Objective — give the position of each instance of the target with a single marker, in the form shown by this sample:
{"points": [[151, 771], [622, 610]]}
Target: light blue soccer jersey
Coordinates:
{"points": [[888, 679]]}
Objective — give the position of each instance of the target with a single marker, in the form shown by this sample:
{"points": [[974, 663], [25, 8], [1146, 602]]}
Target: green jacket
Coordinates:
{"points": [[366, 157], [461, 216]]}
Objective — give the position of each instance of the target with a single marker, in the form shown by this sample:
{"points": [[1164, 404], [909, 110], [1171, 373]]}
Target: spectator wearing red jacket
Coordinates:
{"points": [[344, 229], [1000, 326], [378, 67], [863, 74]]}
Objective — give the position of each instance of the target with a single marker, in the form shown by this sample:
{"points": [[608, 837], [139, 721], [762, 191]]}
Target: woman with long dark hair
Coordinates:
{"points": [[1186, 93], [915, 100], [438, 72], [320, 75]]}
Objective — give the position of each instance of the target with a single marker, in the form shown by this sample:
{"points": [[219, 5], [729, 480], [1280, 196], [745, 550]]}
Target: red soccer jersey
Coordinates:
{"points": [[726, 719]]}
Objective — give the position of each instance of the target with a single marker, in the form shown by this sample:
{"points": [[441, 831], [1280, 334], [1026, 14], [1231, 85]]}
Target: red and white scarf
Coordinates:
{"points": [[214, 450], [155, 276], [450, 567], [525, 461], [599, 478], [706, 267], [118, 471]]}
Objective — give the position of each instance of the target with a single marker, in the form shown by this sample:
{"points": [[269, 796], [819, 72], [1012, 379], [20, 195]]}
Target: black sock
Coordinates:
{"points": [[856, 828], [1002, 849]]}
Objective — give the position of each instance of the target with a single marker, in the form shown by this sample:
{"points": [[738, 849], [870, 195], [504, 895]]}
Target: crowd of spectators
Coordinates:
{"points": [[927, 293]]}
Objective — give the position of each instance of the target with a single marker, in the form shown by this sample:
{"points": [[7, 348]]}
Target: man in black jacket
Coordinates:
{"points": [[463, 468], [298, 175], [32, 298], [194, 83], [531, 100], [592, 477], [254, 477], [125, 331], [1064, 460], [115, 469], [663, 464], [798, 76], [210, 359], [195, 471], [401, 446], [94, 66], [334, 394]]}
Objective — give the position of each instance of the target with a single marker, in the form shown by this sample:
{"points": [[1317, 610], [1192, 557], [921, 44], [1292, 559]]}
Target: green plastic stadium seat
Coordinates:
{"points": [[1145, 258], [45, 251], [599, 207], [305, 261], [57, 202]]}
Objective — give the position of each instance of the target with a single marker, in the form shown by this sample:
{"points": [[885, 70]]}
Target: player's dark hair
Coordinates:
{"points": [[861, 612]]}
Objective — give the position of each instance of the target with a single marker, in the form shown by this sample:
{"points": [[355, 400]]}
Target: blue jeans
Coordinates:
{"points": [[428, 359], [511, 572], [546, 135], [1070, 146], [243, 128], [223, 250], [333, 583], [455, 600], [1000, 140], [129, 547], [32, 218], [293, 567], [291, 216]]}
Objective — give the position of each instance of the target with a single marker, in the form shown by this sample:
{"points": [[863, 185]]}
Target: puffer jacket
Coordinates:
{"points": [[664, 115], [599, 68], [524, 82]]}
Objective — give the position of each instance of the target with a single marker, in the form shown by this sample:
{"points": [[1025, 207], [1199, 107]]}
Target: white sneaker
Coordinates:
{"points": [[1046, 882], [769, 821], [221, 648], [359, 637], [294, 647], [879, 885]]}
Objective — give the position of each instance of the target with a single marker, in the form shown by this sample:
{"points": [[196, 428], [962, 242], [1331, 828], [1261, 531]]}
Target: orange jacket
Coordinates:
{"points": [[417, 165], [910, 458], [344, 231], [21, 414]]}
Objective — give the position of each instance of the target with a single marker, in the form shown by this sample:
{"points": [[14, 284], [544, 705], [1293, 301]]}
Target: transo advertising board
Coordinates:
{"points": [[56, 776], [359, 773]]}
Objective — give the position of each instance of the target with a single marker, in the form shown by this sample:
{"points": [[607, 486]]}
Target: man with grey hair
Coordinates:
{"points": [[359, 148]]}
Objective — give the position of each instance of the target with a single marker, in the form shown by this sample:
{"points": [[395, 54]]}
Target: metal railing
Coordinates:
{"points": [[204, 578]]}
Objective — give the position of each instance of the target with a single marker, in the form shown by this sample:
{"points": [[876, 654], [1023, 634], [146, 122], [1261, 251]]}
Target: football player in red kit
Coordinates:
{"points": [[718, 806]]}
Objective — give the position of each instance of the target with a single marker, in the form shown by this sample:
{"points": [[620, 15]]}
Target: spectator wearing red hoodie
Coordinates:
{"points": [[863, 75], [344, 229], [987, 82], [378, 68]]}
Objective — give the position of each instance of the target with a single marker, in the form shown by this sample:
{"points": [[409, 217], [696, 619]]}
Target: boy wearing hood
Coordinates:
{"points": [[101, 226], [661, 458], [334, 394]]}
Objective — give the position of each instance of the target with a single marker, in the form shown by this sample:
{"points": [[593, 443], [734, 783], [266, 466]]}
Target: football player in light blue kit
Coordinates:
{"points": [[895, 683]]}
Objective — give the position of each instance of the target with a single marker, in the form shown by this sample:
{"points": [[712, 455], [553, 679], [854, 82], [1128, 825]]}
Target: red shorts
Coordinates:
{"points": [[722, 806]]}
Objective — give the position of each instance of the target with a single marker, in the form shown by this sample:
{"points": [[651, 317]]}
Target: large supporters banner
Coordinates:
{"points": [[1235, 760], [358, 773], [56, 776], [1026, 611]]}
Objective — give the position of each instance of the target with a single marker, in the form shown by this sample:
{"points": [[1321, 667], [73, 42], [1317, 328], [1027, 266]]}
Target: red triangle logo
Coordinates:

:::

§ WHAT TO WORK ON: Write the listing out again, exactly as shown above.

§ WRITTEN RESPONSE:
Objective — give the position of each instance of the target with a single marker, in the form shown by this sample:
{"points": [[151, 771], [622, 610]]}
Target: light blue soccer jersey
Coordinates:
{"points": [[888, 679]]}
Objective — give the position of each instance of the target with a single marker, in the form shown by this sample:
{"points": [[974, 663], [25, 8], [1146, 602]]}
Target: green jacket
Coordinates:
{"points": [[366, 157], [461, 216]]}
Objective — give the position of each instance of the target with a single marker, in the form shown by this sample:
{"points": [[1164, 404], [909, 110], [1171, 373]]}
Target: spectator wearing red jacket
Coordinates:
{"points": [[344, 229], [1000, 326], [378, 67], [863, 74]]}
Objective — give the position of each instance of the target with a single marker, in the form shown by this sample:
{"points": [[608, 837], [139, 721], [762, 191]]}
Target: woman with long dark hair
Coordinates:
{"points": [[1186, 93], [915, 100], [438, 72], [320, 75]]}
Objective — give the position of each instance of the target with a single marker, in the form shown by this sample:
{"points": [[219, 5], [729, 480], [1280, 196], [745, 550]]}
Target: red soccer jersey
Coordinates:
{"points": [[726, 719]]}
Objective — give the position of each instance of the target with a single marker, in the form shown by this sample:
{"points": [[441, 831], [1280, 334], [1026, 14], [1231, 85]]}
Target: red and white scarf
Coordinates:
{"points": [[214, 450], [155, 276], [450, 567], [525, 461], [599, 478], [706, 267], [118, 471]]}
Objective — give the position of each instance of the target with a single marker, in the form shown by this sample:
{"points": [[269, 796], [819, 72], [1012, 379], [20, 195]]}
Target: black sock
Coordinates:
{"points": [[856, 828], [1002, 849]]}
Objective — give the position of each instance of the target with a single marker, in the form shown by this sample:
{"points": [[738, 849], [870, 195], [504, 895]]}
Target: crowd of spectators
Coordinates:
{"points": [[927, 293]]}
Objective — give the position of each instance of the target with a single marker, in the form shown by this sample:
{"points": [[7, 348]]}
Target: man in black jacket
Coordinates:
{"points": [[463, 468], [298, 175], [32, 298], [194, 83], [531, 100], [592, 477], [254, 477], [125, 331], [1064, 460], [115, 469], [663, 464], [798, 76], [210, 359], [195, 471], [401, 446], [94, 66], [334, 394]]}
Objective — give the position of each instance of the target with a single marker, in the form shown by this sample:
{"points": [[1317, 610], [1192, 557], [921, 44], [1292, 559]]}
Target: green plastic stadium seat
Coordinates:
{"points": [[1145, 258], [45, 251], [599, 207], [305, 261], [57, 202]]}
Objective — give the position of each instance of the target with a single marker, in the form shown by this sample:
{"points": [[885, 70]]}
Target: player's dark hair
Coordinates:
{"points": [[861, 612]]}
Objective — give the position of each instance of the target with a single marker, in the form shown by this sample:
{"points": [[355, 400]]}
Target: blue jeans
Coordinates:
{"points": [[428, 359], [511, 572], [546, 135], [1070, 146], [243, 128], [223, 250], [333, 583], [455, 600], [1000, 140], [129, 547], [32, 218], [293, 567], [291, 216]]}
Objective — give the position of each instance of the target with a single marker, in the form shown by this sample:
{"points": [[863, 185]]}
Target: puffer jacket
Coordinates:
{"points": [[664, 115], [599, 68], [524, 82]]}
Objective — give the position of each instance of the target with a single marker, in the form shown by this sample:
{"points": [[1025, 207], [1199, 107]]}
Target: white sneaker
Coordinates:
{"points": [[1046, 882], [769, 821], [221, 648], [359, 637], [294, 647], [879, 885]]}
Objective — give the position of each instance of the target with a single marker, in the form shown by this sample:
{"points": [[196, 428], [962, 242], [1331, 828], [1261, 531]]}
Target: orange jacket
Coordinates:
{"points": [[417, 165], [910, 458], [344, 231], [21, 414]]}
Objective — give the position of each instance of the target with a single marker, in the form shown by this sample:
{"points": [[14, 284], [544, 705], [1293, 301]]}
Target: transo advertising board
Coordinates:
{"points": [[56, 776], [359, 773]]}
Objective — give the position of each instance of the target with a single marker, in the form shown by this sample:
{"points": [[607, 486]]}
Target: man with grey hair
Coordinates:
{"points": [[359, 148]]}
Objective — give the position of each instance of the target with a single marker, in the form shown by this sample:
{"points": [[395, 54]]}
Target: metal railing
Coordinates:
{"points": [[204, 578]]}
Objective — give the position of each instance of the target with a single marker, in the form shown by this sample:
{"points": [[876, 654], [1023, 634], [146, 122], [1261, 251]]}
Target: football player in red kit
Coordinates:
{"points": [[718, 806]]}
Objective — give the position of each instance of the target with a single marker, in the form shown by this sample:
{"points": [[620, 15]]}
Target: spectator wearing red hoodie
Coordinates:
{"points": [[863, 75], [344, 229], [987, 82], [378, 68]]}
Objective — give the position of each instance of the target with a single marker, in the form shown by this sample:
{"points": [[409, 217], [696, 619]]}
Target: boy wearing hood
Coordinates:
{"points": [[101, 226], [661, 458], [334, 394]]}
Objective — give the position of each instance of the target with a single marker, in the form shown by this sample:
{"points": [[593, 443], [734, 783], [266, 466]]}
Target: football player in light blue kit
Coordinates:
{"points": [[895, 683]]}
Objective — give the position of each instance of the target with a single marker, in the form shown by this sample:
{"points": [[712, 455], [553, 679], [854, 82], [1128, 825]]}
Target: red shorts
Coordinates:
{"points": [[722, 806]]}
Objective — give the position of each instance of the target with a single marker, in the form shown by this sample:
{"points": [[651, 317]]}
Target: large supporters banner
Coordinates:
{"points": [[1235, 760], [358, 773], [56, 776], [1026, 611]]}
Objective — give the position of each instance of the target with a single marker, in the form shown by this sample:
{"points": [[1321, 667], [73, 42], [1317, 328], [1027, 266]]}
Target: red triangle logo
Coordinates:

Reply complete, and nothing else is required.